--- START ---

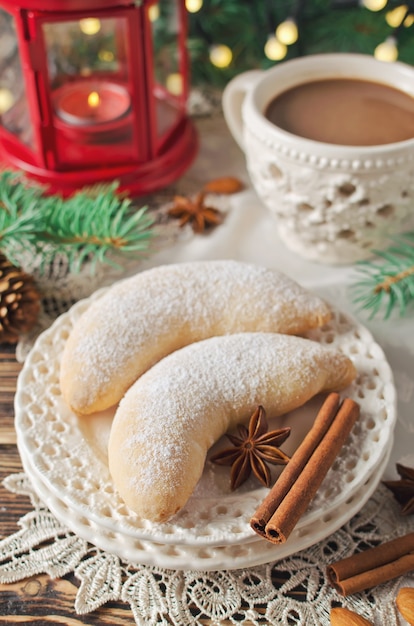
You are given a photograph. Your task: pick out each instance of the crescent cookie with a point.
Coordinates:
(143, 318)
(170, 417)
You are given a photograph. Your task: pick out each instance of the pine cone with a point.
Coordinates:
(19, 301)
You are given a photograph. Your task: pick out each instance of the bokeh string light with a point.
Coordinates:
(230, 37)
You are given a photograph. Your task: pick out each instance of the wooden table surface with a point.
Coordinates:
(38, 600)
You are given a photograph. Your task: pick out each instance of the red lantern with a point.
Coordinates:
(95, 90)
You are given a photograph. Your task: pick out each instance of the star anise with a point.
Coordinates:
(253, 449)
(403, 489)
(194, 211)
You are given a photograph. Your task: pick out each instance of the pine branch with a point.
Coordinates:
(387, 283)
(94, 224)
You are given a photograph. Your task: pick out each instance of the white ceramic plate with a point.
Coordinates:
(67, 454)
(205, 558)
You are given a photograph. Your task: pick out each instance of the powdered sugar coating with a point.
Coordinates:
(143, 318)
(173, 414)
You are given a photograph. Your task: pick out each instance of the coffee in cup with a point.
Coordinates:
(329, 146)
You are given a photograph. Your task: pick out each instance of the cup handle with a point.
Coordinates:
(233, 97)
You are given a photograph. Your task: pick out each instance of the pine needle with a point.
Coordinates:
(94, 225)
(387, 282)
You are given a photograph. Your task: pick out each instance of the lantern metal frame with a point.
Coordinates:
(149, 163)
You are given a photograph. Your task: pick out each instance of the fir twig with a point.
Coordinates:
(94, 224)
(387, 282)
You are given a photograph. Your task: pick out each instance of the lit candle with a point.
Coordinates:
(86, 104)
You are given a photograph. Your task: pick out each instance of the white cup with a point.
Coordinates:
(334, 204)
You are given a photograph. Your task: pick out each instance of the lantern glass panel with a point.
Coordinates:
(89, 86)
(168, 79)
(14, 109)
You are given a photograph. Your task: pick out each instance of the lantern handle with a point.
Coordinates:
(233, 98)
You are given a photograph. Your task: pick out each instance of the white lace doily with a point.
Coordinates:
(66, 457)
(293, 591)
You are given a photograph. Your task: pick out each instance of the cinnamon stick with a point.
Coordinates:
(296, 464)
(373, 567)
(290, 497)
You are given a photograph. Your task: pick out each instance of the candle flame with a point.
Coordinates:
(94, 99)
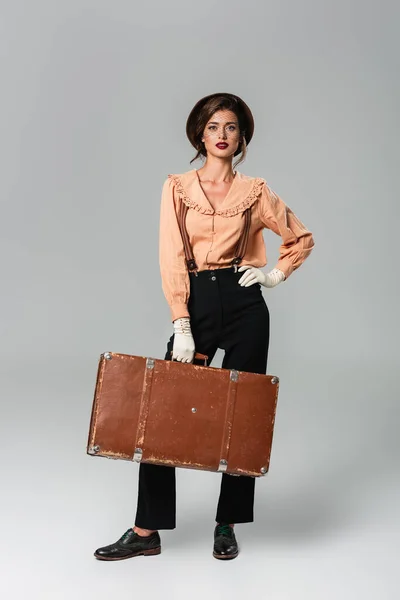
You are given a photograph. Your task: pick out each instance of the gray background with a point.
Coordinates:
(94, 99)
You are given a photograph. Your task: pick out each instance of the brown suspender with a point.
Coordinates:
(240, 248)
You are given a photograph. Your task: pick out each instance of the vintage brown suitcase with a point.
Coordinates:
(183, 415)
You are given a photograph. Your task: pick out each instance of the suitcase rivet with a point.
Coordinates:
(138, 454)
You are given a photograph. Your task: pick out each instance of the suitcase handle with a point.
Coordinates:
(199, 356)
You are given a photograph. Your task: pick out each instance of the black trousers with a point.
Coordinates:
(226, 315)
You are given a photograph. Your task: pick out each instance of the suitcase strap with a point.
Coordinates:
(229, 414)
(240, 248)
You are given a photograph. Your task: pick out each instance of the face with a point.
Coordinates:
(221, 134)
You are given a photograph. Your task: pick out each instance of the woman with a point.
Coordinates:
(211, 221)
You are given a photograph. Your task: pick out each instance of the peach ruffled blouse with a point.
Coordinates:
(213, 233)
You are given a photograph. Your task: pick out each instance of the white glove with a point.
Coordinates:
(183, 349)
(254, 275)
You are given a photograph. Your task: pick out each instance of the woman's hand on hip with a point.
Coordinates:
(254, 275)
(183, 348)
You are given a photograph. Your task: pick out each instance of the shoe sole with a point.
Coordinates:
(225, 556)
(150, 552)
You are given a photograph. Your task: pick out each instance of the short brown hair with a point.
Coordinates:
(202, 113)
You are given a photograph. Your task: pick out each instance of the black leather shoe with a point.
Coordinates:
(130, 544)
(225, 544)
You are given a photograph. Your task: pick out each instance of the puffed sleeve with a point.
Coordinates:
(297, 240)
(174, 273)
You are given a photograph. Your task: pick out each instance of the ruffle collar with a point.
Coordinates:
(242, 194)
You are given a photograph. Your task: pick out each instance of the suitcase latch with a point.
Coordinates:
(138, 454)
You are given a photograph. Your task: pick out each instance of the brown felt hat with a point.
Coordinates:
(243, 110)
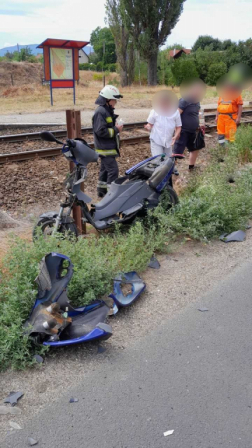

--- END ---

## YOUR GOAL
Every line above that holds the word "black" needs to be copied.

## EXERCISE SOLUTION
You are given a photograph. Your task: pick out each instance of the black trousers with a point.
You are given a photograph. Your task: pick out each instance of the black leather shoe with a point.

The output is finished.